== Passage provided ==
In 2014, European Union countries burned 18.8 million metric tons of wood pellets, with about 21% of this coming from the U.S.17  These are combusted for power plants as well as building heat.  But to give you a sense of proportion, if all EU wood pellets consumed in 2014 were used to create electricity, it would be enough to fuel 4,100 MW of coal power plants.18  (This compares to Austin’s share of the Fayette coal plant at 602 MW.)

With overseas shipping and plant conversion costs, the price is around $10 per million BTUs, compared to fuel burned at Austin’s coal plant at about $2.15 per million BTUs.19  European utilities tolerate this high cost due to subsidies afforded them by their governments that encourage low-carbon fuel.  While torrefaction could lower costs to a degree, it is important to realize that most of the price for pellet manufacturing is in producing and transporting the wood.

At least one utility in the U.S., Portland General Electric (PGE), is studying biomass conversion of its (Boardman) coal plant located in Oregon near the Washington border.

However, the plant runs head-on into the same economic conflict: how to justify the higher costs of wood when it is only paying $2.50 per million BTUs for the coal.  Strategies to justify or lower costs include: 1) only operating the plant for 6 months (during peak winter and summer seasons) to compete with higher priced power; 2) using waste wood and biomass sources from forest fires, land clearing, etc. (in some cases, the plant might even receive a tipping fee for taking the waste wood); 3) using the plant to meet a future state or federal mandate or tax for carbon reduction.


Concentrating Solar Power

Solar power tower "halo" with ground mirrors
Hundreds of thousands of mirrors focus on a solar tower to produce heat for electric generation
Photo: Greg Glatzmaier, National Renewable Energy Laboratory


Concentrating Solar Power (CSP) employs sophisticated tracking mirrors to focus direct sunlight, creating heat to boil a working fluid for turbine-power generation.  Relatively few people realize how advanced the technology has become.

Some configurations have separate mirrors focusing on a single point, often located on a “tower” several hundred feet above the ground.  Other technologies use parabolic “troughs” or concave dishes to focus sunlight on a heat pipe running a few feet above them at the focal point.

Coupled with thermal storage, CSP can be dispatched on demand well into night.  At least one CSP plant in South Africa has operated continuously for a 24-hour period.

== Dataset ==
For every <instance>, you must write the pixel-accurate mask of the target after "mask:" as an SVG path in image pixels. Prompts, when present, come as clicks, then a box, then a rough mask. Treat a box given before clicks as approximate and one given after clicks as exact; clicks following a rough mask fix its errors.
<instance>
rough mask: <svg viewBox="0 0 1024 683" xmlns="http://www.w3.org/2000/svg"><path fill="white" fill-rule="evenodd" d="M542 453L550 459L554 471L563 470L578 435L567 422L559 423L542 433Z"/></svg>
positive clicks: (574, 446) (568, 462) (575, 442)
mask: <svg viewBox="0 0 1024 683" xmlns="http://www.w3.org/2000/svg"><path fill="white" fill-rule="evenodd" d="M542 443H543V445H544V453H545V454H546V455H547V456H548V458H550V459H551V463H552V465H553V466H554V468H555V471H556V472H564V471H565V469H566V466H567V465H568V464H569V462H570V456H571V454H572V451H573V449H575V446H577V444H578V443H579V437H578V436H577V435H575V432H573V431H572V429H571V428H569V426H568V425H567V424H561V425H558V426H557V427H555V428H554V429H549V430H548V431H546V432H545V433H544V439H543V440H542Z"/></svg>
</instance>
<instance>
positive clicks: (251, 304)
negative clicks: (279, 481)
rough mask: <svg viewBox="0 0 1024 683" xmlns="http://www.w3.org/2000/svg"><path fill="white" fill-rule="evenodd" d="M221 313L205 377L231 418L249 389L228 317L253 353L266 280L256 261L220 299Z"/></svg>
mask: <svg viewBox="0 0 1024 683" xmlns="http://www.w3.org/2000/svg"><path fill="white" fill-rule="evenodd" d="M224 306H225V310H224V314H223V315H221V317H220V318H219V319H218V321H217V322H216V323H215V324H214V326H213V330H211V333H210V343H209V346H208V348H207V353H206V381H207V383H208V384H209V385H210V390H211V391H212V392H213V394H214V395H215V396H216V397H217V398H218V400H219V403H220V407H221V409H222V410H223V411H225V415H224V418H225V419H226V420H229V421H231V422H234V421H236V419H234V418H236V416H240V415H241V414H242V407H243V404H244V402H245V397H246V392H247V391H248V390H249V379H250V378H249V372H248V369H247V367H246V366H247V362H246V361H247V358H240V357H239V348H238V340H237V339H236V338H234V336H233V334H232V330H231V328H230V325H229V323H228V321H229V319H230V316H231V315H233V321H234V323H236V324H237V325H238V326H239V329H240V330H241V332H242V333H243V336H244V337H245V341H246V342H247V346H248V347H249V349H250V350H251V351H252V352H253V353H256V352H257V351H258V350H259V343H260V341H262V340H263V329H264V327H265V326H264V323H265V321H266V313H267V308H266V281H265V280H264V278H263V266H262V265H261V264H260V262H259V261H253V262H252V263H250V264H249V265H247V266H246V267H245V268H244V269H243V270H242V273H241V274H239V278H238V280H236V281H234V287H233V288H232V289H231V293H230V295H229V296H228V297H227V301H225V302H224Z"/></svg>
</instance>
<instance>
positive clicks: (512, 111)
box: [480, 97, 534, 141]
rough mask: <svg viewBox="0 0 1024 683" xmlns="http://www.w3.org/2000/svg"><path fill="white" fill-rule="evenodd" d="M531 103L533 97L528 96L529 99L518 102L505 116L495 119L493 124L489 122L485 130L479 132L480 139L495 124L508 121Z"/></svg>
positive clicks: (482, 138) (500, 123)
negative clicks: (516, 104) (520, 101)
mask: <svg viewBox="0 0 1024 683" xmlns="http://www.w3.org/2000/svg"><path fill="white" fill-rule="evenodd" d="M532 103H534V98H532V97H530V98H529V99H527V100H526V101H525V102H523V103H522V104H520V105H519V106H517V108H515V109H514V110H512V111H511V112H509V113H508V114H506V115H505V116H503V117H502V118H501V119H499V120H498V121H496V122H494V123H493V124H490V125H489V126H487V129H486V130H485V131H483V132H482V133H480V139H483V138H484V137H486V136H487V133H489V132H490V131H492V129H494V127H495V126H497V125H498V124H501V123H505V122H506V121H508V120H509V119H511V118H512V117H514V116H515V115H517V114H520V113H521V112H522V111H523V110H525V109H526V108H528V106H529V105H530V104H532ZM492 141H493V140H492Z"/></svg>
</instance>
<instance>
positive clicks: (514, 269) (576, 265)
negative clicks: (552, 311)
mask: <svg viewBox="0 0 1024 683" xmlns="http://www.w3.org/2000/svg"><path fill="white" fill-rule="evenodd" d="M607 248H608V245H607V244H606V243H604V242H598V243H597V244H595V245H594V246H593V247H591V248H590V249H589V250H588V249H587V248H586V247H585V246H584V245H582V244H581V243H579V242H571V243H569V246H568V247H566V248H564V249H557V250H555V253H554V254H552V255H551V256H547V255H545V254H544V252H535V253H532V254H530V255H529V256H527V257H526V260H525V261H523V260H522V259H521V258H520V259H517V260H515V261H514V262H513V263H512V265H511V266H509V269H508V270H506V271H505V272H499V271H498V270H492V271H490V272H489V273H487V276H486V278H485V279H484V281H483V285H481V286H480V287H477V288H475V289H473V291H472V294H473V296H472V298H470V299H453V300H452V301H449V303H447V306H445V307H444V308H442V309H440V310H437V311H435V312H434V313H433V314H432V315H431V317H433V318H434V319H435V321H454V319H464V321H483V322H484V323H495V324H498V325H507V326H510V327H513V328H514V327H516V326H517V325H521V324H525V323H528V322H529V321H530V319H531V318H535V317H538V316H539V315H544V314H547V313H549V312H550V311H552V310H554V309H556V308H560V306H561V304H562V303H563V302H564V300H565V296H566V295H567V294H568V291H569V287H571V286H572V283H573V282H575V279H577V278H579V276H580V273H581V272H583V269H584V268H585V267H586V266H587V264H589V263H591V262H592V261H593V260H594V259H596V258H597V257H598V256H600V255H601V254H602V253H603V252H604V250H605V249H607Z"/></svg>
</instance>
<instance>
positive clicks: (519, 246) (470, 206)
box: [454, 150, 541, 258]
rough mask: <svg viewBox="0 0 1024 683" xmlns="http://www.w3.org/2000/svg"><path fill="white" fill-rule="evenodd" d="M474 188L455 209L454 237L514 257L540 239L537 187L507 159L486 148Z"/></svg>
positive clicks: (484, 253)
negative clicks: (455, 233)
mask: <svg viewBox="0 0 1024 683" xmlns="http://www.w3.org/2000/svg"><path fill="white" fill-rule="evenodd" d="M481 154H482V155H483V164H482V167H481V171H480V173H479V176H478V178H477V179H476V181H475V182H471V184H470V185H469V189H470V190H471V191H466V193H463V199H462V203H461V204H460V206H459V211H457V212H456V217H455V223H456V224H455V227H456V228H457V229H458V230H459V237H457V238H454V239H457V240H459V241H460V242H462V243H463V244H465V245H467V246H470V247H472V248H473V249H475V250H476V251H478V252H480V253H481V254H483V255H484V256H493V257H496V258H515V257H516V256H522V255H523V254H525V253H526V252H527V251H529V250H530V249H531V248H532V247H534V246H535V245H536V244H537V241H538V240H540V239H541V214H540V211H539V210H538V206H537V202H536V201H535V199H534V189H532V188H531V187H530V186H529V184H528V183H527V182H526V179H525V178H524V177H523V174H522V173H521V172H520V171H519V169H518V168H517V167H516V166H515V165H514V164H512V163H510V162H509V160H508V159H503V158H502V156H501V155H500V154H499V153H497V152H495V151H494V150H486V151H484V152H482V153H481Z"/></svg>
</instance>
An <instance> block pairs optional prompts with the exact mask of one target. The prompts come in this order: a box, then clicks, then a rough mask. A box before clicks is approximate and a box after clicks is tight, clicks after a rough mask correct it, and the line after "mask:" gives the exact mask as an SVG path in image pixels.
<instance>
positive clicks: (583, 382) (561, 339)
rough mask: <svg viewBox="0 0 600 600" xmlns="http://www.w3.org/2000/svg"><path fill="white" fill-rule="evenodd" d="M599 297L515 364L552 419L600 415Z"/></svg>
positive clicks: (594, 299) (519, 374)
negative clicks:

== Instructions to follow ==
In the passage on wood pellets and concentrating solar power, how much does Portland General Electric pay for coal at its Boardman plant? The lines are separate material and have no connection to the passage on wood pellets and concentrating solar power.

== Output ==
$2.50 per million BTUs.